Top of SUPPLIED RECORDS

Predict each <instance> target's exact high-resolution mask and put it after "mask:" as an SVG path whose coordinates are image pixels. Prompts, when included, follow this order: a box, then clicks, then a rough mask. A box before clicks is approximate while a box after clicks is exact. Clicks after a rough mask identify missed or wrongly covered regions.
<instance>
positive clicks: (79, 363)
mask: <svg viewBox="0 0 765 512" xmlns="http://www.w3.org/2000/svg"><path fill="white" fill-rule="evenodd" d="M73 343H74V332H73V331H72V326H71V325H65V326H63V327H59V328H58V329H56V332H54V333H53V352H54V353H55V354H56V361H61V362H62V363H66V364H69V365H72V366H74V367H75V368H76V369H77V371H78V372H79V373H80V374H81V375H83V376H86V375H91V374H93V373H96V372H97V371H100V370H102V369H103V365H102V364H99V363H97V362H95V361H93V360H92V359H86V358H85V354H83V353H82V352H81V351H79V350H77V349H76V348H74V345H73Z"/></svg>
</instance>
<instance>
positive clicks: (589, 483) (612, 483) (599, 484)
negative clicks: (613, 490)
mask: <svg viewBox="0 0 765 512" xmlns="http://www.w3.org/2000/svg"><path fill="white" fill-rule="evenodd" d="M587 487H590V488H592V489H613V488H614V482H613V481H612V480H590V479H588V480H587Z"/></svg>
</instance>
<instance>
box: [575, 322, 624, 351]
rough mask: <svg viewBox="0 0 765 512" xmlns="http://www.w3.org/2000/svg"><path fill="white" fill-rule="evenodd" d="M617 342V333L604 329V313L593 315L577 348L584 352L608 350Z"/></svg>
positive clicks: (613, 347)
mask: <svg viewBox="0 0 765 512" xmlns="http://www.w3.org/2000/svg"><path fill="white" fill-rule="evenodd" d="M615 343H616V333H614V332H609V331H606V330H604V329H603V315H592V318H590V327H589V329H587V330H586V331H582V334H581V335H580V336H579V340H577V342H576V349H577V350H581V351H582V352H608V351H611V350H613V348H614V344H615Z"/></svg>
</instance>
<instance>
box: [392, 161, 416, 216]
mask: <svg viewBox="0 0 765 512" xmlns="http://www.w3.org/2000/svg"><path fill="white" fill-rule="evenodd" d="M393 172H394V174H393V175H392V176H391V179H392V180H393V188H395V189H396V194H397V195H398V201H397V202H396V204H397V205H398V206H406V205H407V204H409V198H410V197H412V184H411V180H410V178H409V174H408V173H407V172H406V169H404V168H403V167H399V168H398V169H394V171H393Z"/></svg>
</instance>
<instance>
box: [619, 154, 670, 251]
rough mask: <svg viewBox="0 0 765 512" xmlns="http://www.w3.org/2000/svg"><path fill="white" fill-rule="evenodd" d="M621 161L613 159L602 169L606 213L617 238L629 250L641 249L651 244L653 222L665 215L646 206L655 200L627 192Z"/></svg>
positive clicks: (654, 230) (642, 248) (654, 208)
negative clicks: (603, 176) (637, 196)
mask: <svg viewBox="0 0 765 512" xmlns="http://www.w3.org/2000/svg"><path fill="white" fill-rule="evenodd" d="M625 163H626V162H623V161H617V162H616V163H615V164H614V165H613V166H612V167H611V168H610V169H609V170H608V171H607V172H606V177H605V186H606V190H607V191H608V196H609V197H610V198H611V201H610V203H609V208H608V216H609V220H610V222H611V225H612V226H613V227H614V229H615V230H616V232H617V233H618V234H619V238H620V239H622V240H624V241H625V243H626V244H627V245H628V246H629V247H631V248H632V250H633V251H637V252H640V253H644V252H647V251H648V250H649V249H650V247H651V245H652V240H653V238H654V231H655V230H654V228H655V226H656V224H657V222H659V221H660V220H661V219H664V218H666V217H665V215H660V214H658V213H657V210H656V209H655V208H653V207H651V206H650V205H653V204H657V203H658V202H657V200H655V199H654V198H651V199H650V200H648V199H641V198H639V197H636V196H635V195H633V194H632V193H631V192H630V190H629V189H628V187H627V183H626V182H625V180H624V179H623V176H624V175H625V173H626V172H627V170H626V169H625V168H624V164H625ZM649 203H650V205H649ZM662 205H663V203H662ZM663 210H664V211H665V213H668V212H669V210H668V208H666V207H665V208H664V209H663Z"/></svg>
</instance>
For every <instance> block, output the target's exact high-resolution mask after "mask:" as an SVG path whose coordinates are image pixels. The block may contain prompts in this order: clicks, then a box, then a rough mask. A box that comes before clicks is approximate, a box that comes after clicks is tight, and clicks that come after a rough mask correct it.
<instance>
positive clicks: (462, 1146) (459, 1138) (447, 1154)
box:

Bottom of SUPPLIED RECORDS

Please turn the lines of the items above into a Markdown table with the columns Row and Line, numbering each row and leaving out blank lines.

| Row | Line |
|---|---|
| 1 | Predict each <instance> target's exact high-resolution mask and put it after "mask:" as an SVG path whose coordinates are image pixels. Prompts, when included, follow this order: a box, then clicks, then a rough mask. A box before clicks is approximate while a box after clicks is exact. Clicks after a rough mask identify missed or wrongly covered regions. |
| 2 | <instance> |
| 3 | positive clicks: (79, 363) |
| 4 | mask: <svg viewBox="0 0 765 512" xmlns="http://www.w3.org/2000/svg"><path fill="white" fill-rule="evenodd" d="M73 343H74V332H73V331H72V326H71V325H65V326H63V327H59V328H58V329H56V332H54V333H53V352H54V353H55V354H56V361H61V362H62V363H66V364H69V365H72V366H74V367H75V368H76V369H77V371H78V372H79V373H80V374H81V375H83V376H86V375H91V374H93V373H96V372H97V371H100V370H102V369H103V365H102V364H99V363H97V362H95V361H93V360H92V359H86V358H85V354H83V353H82V352H81V351H79V350H77V349H76V348H74V345H73Z"/></svg> |
| 5 | </instance> |
| 6 | <instance> |
| 7 | positive clicks: (589, 483) (612, 483) (599, 484) |
| 8 | negative clicks: (613, 490) |
| 9 | mask: <svg viewBox="0 0 765 512" xmlns="http://www.w3.org/2000/svg"><path fill="white" fill-rule="evenodd" d="M587 487H590V488H592V489H613V488H614V482H613V481H612V480H590V479H588V480H587Z"/></svg> |
| 10 | </instance> |
| 11 | <instance> |
| 12 | box: [575, 322, 624, 351] |
| 13 | rough mask: <svg viewBox="0 0 765 512" xmlns="http://www.w3.org/2000/svg"><path fill="white" fill-rule="evenodd" d="M617 342V333L604 329V313L593 315L577 348L584 352L608 350Z"/></svg> |
| 14 | positive clicks: (613, 347) |
| 15 | mask: <svg viewBox="0 0 765 512" xmlns="http://www.w3.org/2000/svg"><path fill="white" fill-rule="evenodd" d="M615 343H616V333H614V332H609V331H606V330H604V329H603V315H592V318H590V327H589V329H587V330H586V331H582V334H581V335H580V336H579V340H577V342H576V349H577V350H581V351H582V352H608V351H611V350H613V348H614V344H615Z"/></svg> |
| 16 | </instance> |
| 17 | <instance> |
| 18 | box: [392, 161, 416, 216] |
| 19 | mask: <svg viewBox="0 0 765 512" xmlns="http://www.w3.org/2000/svg"><path fill="white" fill-rule="evenodd" d="M393 172H394V174H393V175H392V176H391V179H392V180H393V188H395V189H396V194H397V195H398V201H397V202H396V204H397V205H398V206H406V205H407V204H409V198H410V197H412V184H411V180H410V178H409V174H408V173H407V172H406V169H404V168H403V167H399V168H398V169H394V171H393Z"/></svg> |
| 20 | </instance> |
| 21 | <instance> |
| 22 | box: [619, 154, 670, 251] |
| 23 | rough mask: <svg viewBox="0 0 765 512" xmlns="http://www.w3.org/2000/svg"><path fill="white" fill-rule="evenodd" d="M621 161L613 159L602 169L606 213L617 238L629 250L641 249L651 244L653 222L665 215L646 206L655 200L627 192Z"/></svg> |
| 24 | positive clicks: (654, 230) (642, 248) (654, 208) |
| 25 | negative clicks: (603, 176) (637, 196) |
| 26 | mask: <svg viewBox="0 0 765 512" xmlns="http://www.w3.org/2000/svg"><path fill="white" fill-rule="evenodd" d="M625 163H626V162H623V161H617V162H616V163H615V164H614V165H613V166H612V167H611V168H610V169H609V170H608V171H607V172H606V177H605V186H606V190H607V191H608V196H609V197H610V198H611V201H610V203H609V208H608V216H609V220H610V222H611V225H612V226H613V227H614V229H615V230H616V232H617V233H618V234H619V238H620V239H622V240H624V241H625V243H626V244H627V245H628V246H629V247H631V248H632V250H633V251H637V252H640V253H644V252H647V251H648V250H649V249H650V247H651V245H652V240H653V238H654V231H655V230H654V228H655V226H656V224H657V222H659V221H660V220H661V219H664V218H666V217H665V215H660V214H658V213H657V210H656V209H655V208H653V207H651V206H650V205H653V204H657V203H658V202H657V200H655V199H654V198H651V199H650V200H648V199H641V198H639V197H636V196H635V195H633V194H632V193H631V192H630V190H629V189H628V187H627V183H626V182H625V180H624V179H623V176H624V175H625V173H626V172H627V170H626V169H625V168H624V164H625ZM649 203H650V205H649ZM662 205H663V203H662ZM663 210H664V211H665V213H668V212H669V210H668V208H666V207H665V208H664V209H663Z"/></svg> |
| 27 | </instance> |
| 28 | For every <instance> block, output the target's exact high-resolution mask after "mask:" as an SVG path whose coordinates are image pixels. The block may contain prompts in this order: clicks, then a box, then a rough mask. A box that comes before clicks is approximate, a box that comes after clicks is tight, and clicks that come after a rough mask correct it. |
| 29 | <instance> |
| 30 | positive clicks: (462, 1146) (459, 1138) (447, 1154) |
| 31 | box: |